What do you do when patients are too embarrassed to talk about what’s wrong with them? It was a trial for fecal incontinence, and patients wanted help – they just didn’t want to admit it. We needed a new outreach and recruitment process, so we tried radio, outdoor, and subway. We rigorously tracked what worked and what didn’t. Finally, it struck us.
A little privacy, please
Recruiting “hidden” patient groups for rare disease studies is always challenging, and flexibility is the only constant. Traditional media outreach didn’t yield the recruitment levels we needed, so we experimented and found that success depended our becoming a thoroughly modern media company as well as a flexible, open-to-anything CRO.
Most people seeking help for fecal incontinence are shy about advertising that fact, so we turned to the “private” medium of Google AdWords – those ads that pop up when you search the web. A single click brought potential trial participants to our website, where they were asked three simple questions – in total privacy – to prequalify. Then they contacted us, rather than the other way around, and we closed the deal in a three- to five-minute phone call.

Saved data entries:

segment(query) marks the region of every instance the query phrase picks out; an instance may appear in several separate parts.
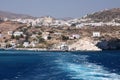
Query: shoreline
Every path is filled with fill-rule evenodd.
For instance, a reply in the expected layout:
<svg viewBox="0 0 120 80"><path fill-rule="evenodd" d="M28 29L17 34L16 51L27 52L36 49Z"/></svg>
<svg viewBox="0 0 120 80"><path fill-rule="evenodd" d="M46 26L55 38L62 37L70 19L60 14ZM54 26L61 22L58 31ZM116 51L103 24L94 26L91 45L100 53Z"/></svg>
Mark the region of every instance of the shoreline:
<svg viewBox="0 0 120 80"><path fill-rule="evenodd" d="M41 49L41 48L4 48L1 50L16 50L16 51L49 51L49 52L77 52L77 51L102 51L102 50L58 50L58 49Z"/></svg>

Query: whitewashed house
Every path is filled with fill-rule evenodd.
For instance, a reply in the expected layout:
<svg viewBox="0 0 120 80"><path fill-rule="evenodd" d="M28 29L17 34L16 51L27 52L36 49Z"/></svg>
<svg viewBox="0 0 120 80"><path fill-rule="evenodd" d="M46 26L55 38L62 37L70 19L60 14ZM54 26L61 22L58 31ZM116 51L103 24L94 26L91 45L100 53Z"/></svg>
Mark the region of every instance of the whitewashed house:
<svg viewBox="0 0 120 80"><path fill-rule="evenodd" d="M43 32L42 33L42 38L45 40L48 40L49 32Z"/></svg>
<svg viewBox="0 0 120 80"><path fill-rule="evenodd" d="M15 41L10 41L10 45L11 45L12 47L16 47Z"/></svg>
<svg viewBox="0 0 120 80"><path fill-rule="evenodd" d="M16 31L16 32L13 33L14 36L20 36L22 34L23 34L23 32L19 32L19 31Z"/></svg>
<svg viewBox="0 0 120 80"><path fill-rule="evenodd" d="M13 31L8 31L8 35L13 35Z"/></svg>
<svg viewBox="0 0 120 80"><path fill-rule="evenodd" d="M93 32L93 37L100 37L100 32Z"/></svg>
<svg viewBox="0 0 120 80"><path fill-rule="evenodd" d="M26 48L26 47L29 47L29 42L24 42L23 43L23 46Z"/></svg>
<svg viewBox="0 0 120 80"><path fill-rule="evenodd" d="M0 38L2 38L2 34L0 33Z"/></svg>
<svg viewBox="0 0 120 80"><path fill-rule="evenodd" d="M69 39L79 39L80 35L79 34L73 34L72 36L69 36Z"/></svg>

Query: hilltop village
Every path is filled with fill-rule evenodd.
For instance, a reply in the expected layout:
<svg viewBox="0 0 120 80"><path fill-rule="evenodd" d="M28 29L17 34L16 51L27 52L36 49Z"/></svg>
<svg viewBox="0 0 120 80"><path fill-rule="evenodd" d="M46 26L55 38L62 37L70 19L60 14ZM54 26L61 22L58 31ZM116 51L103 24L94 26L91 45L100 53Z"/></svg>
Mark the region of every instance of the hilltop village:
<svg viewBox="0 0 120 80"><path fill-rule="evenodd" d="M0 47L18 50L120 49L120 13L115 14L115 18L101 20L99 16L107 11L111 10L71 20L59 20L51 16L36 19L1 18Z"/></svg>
==
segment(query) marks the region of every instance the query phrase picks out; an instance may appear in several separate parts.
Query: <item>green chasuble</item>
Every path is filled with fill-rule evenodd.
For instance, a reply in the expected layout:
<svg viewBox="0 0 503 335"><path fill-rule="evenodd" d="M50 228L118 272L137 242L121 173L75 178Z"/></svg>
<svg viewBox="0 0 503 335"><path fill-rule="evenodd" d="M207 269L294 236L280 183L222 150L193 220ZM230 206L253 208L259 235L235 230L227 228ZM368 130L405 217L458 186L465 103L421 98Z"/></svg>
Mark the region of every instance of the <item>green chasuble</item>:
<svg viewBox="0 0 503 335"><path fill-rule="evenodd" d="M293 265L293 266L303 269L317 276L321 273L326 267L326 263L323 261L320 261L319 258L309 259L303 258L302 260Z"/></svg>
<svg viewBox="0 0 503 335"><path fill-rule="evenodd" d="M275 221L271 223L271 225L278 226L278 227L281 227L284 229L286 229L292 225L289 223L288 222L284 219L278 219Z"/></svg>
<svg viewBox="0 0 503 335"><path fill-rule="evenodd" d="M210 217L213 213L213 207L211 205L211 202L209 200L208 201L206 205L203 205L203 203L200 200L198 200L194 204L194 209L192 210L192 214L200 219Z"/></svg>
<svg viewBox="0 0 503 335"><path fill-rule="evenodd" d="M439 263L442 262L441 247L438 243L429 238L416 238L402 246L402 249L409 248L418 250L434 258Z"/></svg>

» **ASSIGNED TASK 1**: Write out the text on recruiting patients for the fecal incontinence trial, starting at "What do you" and ending at "flexible, open-to-anything CRO.".
» **ASSIGNED TASK 2**: Continue the text on recruiting patients for the fecal incontinence trial, picking up right after its final sentence.

» **EXPECTED ANSWER 1**:
What do you do when patients are too embarrassed to talk about what’s wrong with them? It was a trial for fecal incontinence, and patients wanted help – they just didn’t want to admit it. We needed a new outreach and recruitment process, so we tried radio, outdoor, and subway. We rigorously tracked what worked and what didn’t. Finally, it struck us.
A little privacy, please
Recruiting “hidden” patient groups for rare disease studies is always challenging, and flexibility is the only constant. Traditional media outreach didn’t yield the recruitment levels we needed, so we experimented and found that success depended our becoming a thoroughly modern media company as well as a flexible, open-to-anything CRO.

» **EXPECTED ANSWER 2**:
And we didn’t lose a single patient in the process
Of course, it wasn’t all that simple. We conducted the study in nine European countries with different healthcare systems, languages, and cultures. That required a customized approach for each audience, but that’s all in a day’s work for a global research company. In the end, it was a big success that demonstrated the best of Premier Research: our ability to find unexpected solutions that help pharma and biotech companies transform great ideas (like the autologous skeletal muscle-derived cells in this study) to life-changing realities.
Nothing gratifies us more than helping customers change medicine in ways that bring new hope to patients who formerly had no place to turn.